◆ Texto:
# Comparador analogico de 4 entradas



## proyectista (May 21, 2008)

Hola, una consulta que me gustaria realizar, ¿existe un integrado comparador analógico de 4 entradas? , o uno similar, o ¿hay que implementarlo con operacionales? En el caso de que sí exista, ¿la salida puede ser digital del comparador? 

Lo que quiero hacer es comparar la salida de 4 sensores y esa salida llevarla a un pic, ¿se puede realizar esto dentro de un pic directamente? 

¿existen otras posibilidades de implementar esto?

Gracias de antemano.
Un saludo.


----------



## Ardogan (May 21, 2008)

La familia LM139/239/339/2901/3302 es lo primero que se me ocurre.
También podés usarlo con operacionales claro.
Cualquier salida de un operacional o un comparador puede manejar una entrada digital con un resistor de pullup de un pic siempre que asegures que no se vaya del rango 0 a 5V. Se podría poner un buffer digital (tipo de salida según si las entradas del pic son TTL o CMOS) por las dudas.

◆ Extractos de datos:
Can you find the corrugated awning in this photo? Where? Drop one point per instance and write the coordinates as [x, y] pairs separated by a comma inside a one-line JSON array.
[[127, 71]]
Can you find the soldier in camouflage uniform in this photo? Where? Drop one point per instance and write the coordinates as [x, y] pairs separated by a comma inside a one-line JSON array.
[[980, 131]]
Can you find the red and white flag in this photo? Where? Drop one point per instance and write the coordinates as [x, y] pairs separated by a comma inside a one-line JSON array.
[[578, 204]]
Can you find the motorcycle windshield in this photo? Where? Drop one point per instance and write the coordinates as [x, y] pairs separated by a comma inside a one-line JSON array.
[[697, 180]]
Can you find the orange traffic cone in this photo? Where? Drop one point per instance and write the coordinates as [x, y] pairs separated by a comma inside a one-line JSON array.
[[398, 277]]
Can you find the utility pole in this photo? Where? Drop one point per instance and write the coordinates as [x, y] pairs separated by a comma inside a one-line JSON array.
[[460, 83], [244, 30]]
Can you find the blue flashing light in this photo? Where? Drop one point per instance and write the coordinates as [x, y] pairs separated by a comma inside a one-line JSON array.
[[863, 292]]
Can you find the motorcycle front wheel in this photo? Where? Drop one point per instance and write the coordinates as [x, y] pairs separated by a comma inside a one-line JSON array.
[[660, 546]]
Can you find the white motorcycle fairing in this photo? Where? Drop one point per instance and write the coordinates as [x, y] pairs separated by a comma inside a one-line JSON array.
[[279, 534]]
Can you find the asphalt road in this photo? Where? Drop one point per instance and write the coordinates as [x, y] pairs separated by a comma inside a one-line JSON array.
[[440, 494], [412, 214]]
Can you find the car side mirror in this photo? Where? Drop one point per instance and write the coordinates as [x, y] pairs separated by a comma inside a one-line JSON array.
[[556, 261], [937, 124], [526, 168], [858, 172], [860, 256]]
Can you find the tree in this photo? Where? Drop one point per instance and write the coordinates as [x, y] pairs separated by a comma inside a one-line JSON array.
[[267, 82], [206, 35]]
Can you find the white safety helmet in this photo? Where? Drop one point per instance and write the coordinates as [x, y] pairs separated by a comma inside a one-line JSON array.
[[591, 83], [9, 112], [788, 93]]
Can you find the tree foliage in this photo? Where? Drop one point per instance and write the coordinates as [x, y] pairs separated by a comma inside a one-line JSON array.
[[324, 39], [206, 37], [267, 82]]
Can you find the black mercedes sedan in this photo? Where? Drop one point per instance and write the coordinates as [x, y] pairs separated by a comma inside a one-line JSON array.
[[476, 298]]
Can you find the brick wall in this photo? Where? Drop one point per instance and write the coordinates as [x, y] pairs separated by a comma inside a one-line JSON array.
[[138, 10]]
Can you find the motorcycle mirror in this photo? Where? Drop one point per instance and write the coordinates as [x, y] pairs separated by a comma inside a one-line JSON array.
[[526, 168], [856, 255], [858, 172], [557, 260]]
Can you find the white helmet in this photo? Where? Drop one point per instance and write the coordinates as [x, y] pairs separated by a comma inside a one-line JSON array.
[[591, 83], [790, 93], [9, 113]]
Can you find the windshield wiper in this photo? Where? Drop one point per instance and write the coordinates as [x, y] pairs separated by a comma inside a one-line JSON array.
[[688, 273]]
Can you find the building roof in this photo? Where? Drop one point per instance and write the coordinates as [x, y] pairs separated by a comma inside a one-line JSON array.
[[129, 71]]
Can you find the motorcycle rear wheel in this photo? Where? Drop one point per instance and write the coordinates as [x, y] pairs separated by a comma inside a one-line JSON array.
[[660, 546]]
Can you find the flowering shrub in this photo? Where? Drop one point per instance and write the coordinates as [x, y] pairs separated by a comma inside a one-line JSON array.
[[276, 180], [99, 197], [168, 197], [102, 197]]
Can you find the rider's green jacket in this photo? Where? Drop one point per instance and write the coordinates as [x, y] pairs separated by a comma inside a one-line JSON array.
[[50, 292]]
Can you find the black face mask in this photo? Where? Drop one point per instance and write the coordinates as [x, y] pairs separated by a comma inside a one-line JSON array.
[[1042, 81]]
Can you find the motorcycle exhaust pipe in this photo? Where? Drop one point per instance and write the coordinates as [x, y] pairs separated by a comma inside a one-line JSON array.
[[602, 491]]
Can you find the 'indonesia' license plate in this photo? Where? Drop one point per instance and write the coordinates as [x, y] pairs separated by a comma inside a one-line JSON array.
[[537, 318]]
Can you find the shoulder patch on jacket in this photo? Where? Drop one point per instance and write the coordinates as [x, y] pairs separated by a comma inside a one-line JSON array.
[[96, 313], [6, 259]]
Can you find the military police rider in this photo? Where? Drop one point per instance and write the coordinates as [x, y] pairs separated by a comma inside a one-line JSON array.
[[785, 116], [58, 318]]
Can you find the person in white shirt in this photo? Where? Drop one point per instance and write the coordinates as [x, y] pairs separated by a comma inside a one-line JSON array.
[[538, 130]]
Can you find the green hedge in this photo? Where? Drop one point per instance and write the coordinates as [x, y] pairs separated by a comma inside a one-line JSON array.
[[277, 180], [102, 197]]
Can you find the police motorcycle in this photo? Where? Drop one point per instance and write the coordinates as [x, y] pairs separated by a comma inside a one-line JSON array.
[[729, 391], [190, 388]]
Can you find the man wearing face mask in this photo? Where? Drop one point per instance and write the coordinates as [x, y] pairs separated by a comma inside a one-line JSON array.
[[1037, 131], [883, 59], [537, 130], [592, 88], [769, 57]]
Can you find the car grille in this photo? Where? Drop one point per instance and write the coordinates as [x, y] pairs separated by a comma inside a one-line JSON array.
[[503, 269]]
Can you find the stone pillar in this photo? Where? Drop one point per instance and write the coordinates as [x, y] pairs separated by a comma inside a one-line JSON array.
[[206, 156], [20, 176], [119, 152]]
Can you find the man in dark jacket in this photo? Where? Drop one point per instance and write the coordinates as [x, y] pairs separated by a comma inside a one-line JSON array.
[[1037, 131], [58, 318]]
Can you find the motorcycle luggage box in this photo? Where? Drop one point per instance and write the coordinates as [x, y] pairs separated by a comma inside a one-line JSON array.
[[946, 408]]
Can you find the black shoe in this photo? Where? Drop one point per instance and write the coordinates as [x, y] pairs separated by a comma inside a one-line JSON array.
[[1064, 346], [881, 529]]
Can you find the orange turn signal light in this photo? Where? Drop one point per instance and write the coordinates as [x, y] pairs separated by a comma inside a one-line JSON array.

◆ Tareas escritas:
1. Enumera los integrados de la familia que se menciona en el texto sobre el comparador analógico de 4 entradas.
2. Según el texto, ¿en qué rango de tensión debe mantenerse la salida del operacional o comparador para manejar una entrada digital del pic?
El material no hace falta para resolver las tareas.

◆ Respuestas:
1. LM139, LM239, LM339, LM2901 y LM3302.

2. De 0 a 5 V.